── Stored rows
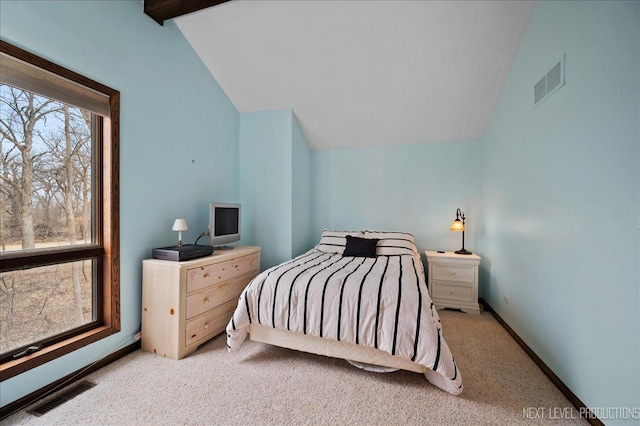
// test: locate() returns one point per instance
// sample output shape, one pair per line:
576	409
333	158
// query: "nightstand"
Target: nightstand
453	280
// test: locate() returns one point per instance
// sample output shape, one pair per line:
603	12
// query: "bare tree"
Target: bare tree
18	122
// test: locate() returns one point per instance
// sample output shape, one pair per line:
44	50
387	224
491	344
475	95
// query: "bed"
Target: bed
357	295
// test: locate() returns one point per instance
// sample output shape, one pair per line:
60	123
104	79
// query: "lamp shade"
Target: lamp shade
179	225
457	225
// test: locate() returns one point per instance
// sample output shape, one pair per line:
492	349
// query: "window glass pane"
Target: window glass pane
45	172
42	302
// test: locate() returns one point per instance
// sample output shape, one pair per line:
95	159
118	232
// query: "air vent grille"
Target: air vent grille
69	394
551	82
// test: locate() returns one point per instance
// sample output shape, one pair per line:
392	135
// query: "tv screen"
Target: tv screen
226	221
224	224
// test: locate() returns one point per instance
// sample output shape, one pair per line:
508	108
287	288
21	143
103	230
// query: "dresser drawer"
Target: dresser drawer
450	291
207	276
453	273
225	291
209	324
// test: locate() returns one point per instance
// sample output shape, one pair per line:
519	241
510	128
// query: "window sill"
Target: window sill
19	366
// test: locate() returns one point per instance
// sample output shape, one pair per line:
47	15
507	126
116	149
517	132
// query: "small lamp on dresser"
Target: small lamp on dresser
179	225
458	225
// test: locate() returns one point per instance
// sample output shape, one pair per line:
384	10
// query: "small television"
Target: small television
224	224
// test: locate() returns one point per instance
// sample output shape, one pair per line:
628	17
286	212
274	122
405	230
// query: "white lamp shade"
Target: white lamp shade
457	225
180	225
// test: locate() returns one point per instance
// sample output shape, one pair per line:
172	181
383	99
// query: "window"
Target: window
59	211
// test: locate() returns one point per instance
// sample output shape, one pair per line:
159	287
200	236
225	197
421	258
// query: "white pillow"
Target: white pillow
393	243
335	241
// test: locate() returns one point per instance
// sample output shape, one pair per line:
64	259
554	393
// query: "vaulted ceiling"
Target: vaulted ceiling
364	73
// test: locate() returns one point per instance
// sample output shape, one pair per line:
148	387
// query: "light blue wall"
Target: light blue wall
561	184
302	236
414	188
178	137
275	185
266	183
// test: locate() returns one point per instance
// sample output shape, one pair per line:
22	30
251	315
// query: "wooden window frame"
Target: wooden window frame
107	199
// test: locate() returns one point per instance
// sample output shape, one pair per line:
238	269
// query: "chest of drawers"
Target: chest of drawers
453	280
184	304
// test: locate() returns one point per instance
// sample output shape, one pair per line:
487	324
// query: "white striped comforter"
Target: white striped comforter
379	302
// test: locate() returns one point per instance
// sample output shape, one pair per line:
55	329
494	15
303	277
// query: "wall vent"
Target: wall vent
548	84
71	393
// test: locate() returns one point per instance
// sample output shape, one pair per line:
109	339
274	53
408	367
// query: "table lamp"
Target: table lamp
180	225
458	225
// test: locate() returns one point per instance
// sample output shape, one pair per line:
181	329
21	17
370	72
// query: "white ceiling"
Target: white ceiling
364	73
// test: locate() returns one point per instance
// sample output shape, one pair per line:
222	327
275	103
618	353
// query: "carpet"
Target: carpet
266	385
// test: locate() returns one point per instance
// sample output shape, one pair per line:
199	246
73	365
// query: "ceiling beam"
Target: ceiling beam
161	10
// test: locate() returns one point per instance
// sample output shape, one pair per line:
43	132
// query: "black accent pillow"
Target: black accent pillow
360	247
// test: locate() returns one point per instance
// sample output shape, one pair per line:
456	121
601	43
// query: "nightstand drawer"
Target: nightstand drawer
206	276
202	301
210	323
451	291
453	273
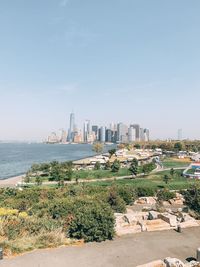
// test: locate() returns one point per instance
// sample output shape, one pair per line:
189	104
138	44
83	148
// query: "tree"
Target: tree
192	198
137	146
178	146
107	165
97	166
115	166
111	152
92	221
166	178
98	147
172	172
38	180
147	168
134	167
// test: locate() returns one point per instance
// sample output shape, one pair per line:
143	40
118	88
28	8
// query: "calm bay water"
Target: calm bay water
17	158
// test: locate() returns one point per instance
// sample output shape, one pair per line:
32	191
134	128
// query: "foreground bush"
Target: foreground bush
165	195
92	221
192	198
145	192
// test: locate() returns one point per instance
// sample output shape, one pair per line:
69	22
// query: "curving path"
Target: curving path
127	251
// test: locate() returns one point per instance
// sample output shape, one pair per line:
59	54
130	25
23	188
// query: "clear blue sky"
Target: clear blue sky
136	61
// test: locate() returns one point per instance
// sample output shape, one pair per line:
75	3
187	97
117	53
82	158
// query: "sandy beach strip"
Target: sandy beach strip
11	181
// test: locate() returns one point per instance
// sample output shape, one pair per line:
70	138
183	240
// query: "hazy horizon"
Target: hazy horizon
131	61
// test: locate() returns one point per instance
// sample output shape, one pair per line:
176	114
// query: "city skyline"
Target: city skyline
141	66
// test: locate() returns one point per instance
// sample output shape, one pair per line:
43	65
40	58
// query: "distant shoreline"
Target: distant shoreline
11	181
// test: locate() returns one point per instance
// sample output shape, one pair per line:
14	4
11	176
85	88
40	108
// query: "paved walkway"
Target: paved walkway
127	251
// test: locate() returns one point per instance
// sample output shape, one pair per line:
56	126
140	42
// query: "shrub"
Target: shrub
165	195
115	166
115	201
145	191
92	221
192	198
14	227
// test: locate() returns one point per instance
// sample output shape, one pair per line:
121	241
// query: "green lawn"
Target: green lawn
154	181
98	174
174	163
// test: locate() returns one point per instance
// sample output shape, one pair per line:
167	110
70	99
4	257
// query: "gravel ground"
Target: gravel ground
127	251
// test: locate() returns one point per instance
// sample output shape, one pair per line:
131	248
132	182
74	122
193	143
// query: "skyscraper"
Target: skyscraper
146	135
102	134
122	133
86	131
180	134
131	134
137	131
71	128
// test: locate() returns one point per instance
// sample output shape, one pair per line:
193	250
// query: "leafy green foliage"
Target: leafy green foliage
134	167
112	152
143	191
192	198
97	166
115	166
165	195
147	168
166	178
92	221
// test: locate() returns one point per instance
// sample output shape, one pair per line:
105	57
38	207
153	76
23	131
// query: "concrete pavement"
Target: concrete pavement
127	251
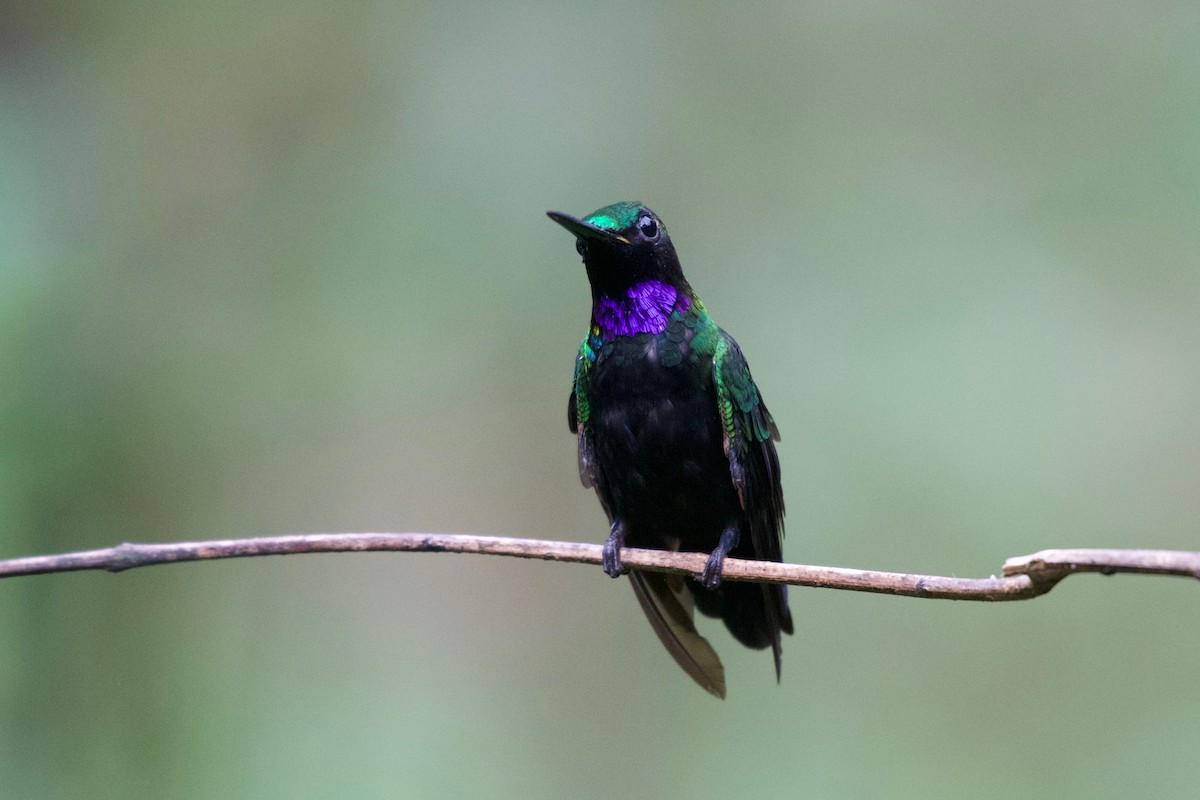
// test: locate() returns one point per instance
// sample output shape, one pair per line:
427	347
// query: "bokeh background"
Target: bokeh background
282	266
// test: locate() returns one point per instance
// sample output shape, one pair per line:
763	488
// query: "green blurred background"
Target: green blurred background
282	266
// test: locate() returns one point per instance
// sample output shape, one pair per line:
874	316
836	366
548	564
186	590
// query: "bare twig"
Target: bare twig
1024	577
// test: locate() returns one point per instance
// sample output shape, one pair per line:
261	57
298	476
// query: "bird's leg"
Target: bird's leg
612	546
712	575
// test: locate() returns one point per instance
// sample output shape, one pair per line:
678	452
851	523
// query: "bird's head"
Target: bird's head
623	245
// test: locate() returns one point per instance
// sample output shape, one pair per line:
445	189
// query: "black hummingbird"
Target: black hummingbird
675	438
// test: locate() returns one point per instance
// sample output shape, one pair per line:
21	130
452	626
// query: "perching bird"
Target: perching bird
675	439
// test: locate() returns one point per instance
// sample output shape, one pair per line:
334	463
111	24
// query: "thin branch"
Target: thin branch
1024	577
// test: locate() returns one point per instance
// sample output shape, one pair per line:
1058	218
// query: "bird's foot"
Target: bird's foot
711	578
611	552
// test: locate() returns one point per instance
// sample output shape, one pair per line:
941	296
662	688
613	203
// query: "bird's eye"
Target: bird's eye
647	226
────
Given task
Transcribe the material exactly, leaving every picture out.

Task response
// test: locate() returns one point per instance
// sample output shape, one pair per line:
576	409
333	158
// query: "nightstand"
Target: nightstand
453	280
// test: locate() returns one point per instance
// sample output shape, one pair per line:
603	12
// query: "bare tree"
Target: bare tree
18	122
// test: locate() returns one point per instance
// sample output shape, one pair per line:
44	50
387	224
491	344
475	95
// query: "bed"
Target: bed
357	295
// test: locate() returns one point per instance
// sample output shape, one pair per line:
60	123
104	79
// query: "lamp shade"
Target: lamp shade
179	225
457	225
// test: locate() returns one point per instance
// sample output shape, one pair per line:
492	349
// query: "window glass pane"
Target: window glass pane
45	172
42	302
// test: locate() returns one point per instance
// sample output shape, one pair per line:
95	159
118	232
// query: "air vent grille"
Target: air vent grille
69	394
551	82
// test: locate() returns one point per instance
// sample output shape, one pair per line:
392	135
// query: "tv screen"
Target: tv screen
226	221
224	224
// test: locate() returns one point per instance
// sample output shape, one pair per line:
508	108
287	288
21	143
103	230
// query: "dresser drawer"
Target: dresser drawer
450	291
207	276
453	273
225	291
209	324
// test: locate() returns one point per instance
// sample output shape, one pair per line:
519	241
510	128
// query: "window sill"
Target: window sill
19	366
// test: locate() returns one point per instance
// sample output shape, one pair per line:
47	15
507	126
116	149
517	132
// query: "small lamp on dresser"
Target: small lamp on dresser
179	225
458	225
// test: locate() returns one point per instance
// sample output shape, one pair per line:
384	10
// query: "small television"
Target: small television
224	224
// test: locate() returns one point per instance
// sample output shape, one pair per line:
628	17
286	212
274	122
405	230
// query: "white lamp shade"
Target: white lamp shade
457	225
180	225
// test: locate() returns one point per instance
// sample output shape, one pair per line:
172	181
383	99
// query: "window"
Target: window
59	211
// test: locate() returns one point per instance
// sample output shape, one pair per line:
159	287
200	236
225	197
421	258
// query: "white pillow"
Target: white pillow
393	243
335	241
// test: locate() returns one point per instance
// sample output shape, one pair per line:
64	259
554	393
// query: "vaulted ceiling"
Target: vaulted ceiling
364	73
// test: locate() returns one point per instance
// sample output shape, one pair per line:
148	387
// query: "light blue wall"
Target: light blue wall
561	184
302	236
414	188
178	137
275	185
266	183
// test: locate() returns one point per instance
// sample output shape, one pair per line:
22	30
251	315
// query: "wooden window frame"
Target: wooden window frame
107	199
// test: locate() returns one point per instance
// sample output shape, one pair per line:
238	269
// query: "chest of drawers"
Target: chest of drawers
453	280
184	304
// test: locate() returns one point per instance
// sample output shape, one pair per line:
487	324
// query: "white striped comforter"
Target: white striped comforter
379	302
// test: locate() returns one point per instance
// sample output shape, one pair per line:
55	329
494	15
303	277
// query: "wall vent"
Target: wall vent
548	84
71	393
// test: locate() returns one point per instance
// sample output shape, one pair per line:
109	339
274	53
408	367
// query: "table lamp"
Target: table lamp
180	225
458	225
// test: locate() returns one point per instance
// sample output shape, one pair per line:
181	329
21	17
370	72
// query: "white ceiling"
Target: white ceiling
364	73
// test: locate() returns one point per instance
// sample output shape, one pair per line:
222	327
275	103
618	353
// query: "carpet"
Target: carpet
266	385
// test: locate() returns one point per instance
// sample output shape, one pair per line:
199	246
73	365
// query: "ceiling beam"
Target: ceiling beam
161	10
// test: locate() returns one point per instance
// sample output shape, one pair per line:
43	132
// query: "black accent pillow"
Target: black accent pillow
360	247
// test: locate() returns one point per instance
// sample output shape, one pair per line:
456	121
601	43
// query: "nightstand drawer"
Target: nightstand drawer
206	276
202	301
210	323
451	291
453	273
// test: locate() returns one point per instance
// sample output shape, one pair per line:
189	104
138	44
83	148
// query: "tree"
Target: tree
192	198
137	146
178	146
107	165
97	166
115	166
111	152
92	221
166	178
98	147
172	172
38	180
147	168
134	167
// test: locate() returns one point per instance
// sample output shape, one pair per line:
143	40
118	88
28	8
// query: "calm bay water"
Target: calm bay water
17	158
// test: locate() returns one point per instance
// sample output shape, one pair per line:
32	191
134	128
// query: "foreground bush"
Target: foreground bush
165	195
92	221
192	198
145	192
// test: locate() returns one point per instance
// sample output shape, one pair per line:
69	22
// query: "curving path"
Target: curving path
127	251
// test: locate() returns one point per instance
// sample output shape, one pair per line:
59	54
130	25
23	188
// query: "clear blue sky"
Target: clear blue sky
136	61
// test: locate() returns one point per instance
// sample output shape, one pair per line:
75	3
187	97
117	53
82	158
// query: "sandy beach strip"
Target: sandy beach strip
11	181
// test: locate() returns one point per instance
// sample output shape, one pair per line:
70	138
183	240
// query: "hazy horizon"
Target: hazy horizon
131	61
// test: locate() returns one point per instance
// sample output shape, one pair per line:
176	114
// query: "city skyline"
Target: city skyline
141	66
// test: locate() returns one point per instance
// sample output shape, one pair per line:
43	65
40	58
// query: "distant shoreline"
Target: distant shoreline
11	181
// test: locate() returns one point per instance
// sample output shape, one pair per line:
14	4
11	176
85	88
40	108
// query: "paved walkway"
Target: paved walkway
127	251
// test: locate() returns one point per instance
// sample output shape, one pair per line:
56	126
140	42
// query: "shrub"
Target: shrub
165	195
115	166
115	201
145	191
92	221
192	198
14	227
// test: locate() returns one point per instance
// sample output shape, one pair per line:
121	241
// query: "green lawn"
Target: green lawn
154	181
98	174
174	163
// test: locate() returns one point per instance
// sample output shape, one pair per line:
167	110
70	99
4	257
// query: "gravel ground"
Target: gravel ground
127	251
// test: locate() returns one point per instance
// sample output shape, one pair per line:
131	248
132	182
74	122
193	143
// query: "skyscraper"
Target: skyscraper
146	135
102	134
122	133
86	131
180	134
131	134
137	131
71	128
// test: locate() returns one point per instance
// sample output shape, one pair per line:
193	250
// query: "leafy green foliage"
Target: leafy green foliage
134	167
112	152
143	191
192	198
97	166
115	166
165	195
147	168
166	178
92	221
// test: locate() returns one point per instance
// sample output shape, one pair per line:
105	57
38	207
153	76
23	131
// query: "concrete pavement"
Target: concrete pavement
127	251
// test: locate() returns one point per instance
// sample output shape, one pair per line:
427	347
// query: "bokeh background"
Target: bokeh background
282	266
// test: locate() returns one point per instance
// sample output shape, one pair per line:
763	488
// query: "green blurred background"
Target: green blurred background
282	266
// test: locate() returns one point per instance
// sample output shape, one pair per line:
874	316
836	366
548	564
186	590
// query: "bare twig"
Target: bare twig
1024	577
// test: locate() returns one point per instance
// sample output shape, one pair per line:
261	57
298	476
// query: "bird's leg"
Target: bird's leg
612	546
712	575
// test: locate() returns one point per instance
// sample output shape, one pair per line:
678	452
851	523
// query: "bird's head"
Target: bird's head
623	245
// test: locate() returns one point per instance
// sample output shape, one pair per line:
445	189
// query: "black hummingbird"
Target: black hummingbird
675	438
// test: locate() returns one point per instance
// sample output shape, one pair per line:
21	130
452	626
// query: "perching bird"
Target: perching bird
675	439
// test: locate() returns one point per instance
// sample output shape, one pair per line:
334	463
111	24
// query: "thin branch"
Target: thin branch
1024	577
// test: locate() returns one point per instance
// sample output shape, one pair per line:
1058	218
// query: "bird's foot"
Target: bird's foot
711	578
611	552
// test: locate() returns one point per instance
// sample output shape, one pair per line:
941	296
662	688
613	203
// query: "bird's eye"
Target: bird's eye
647	226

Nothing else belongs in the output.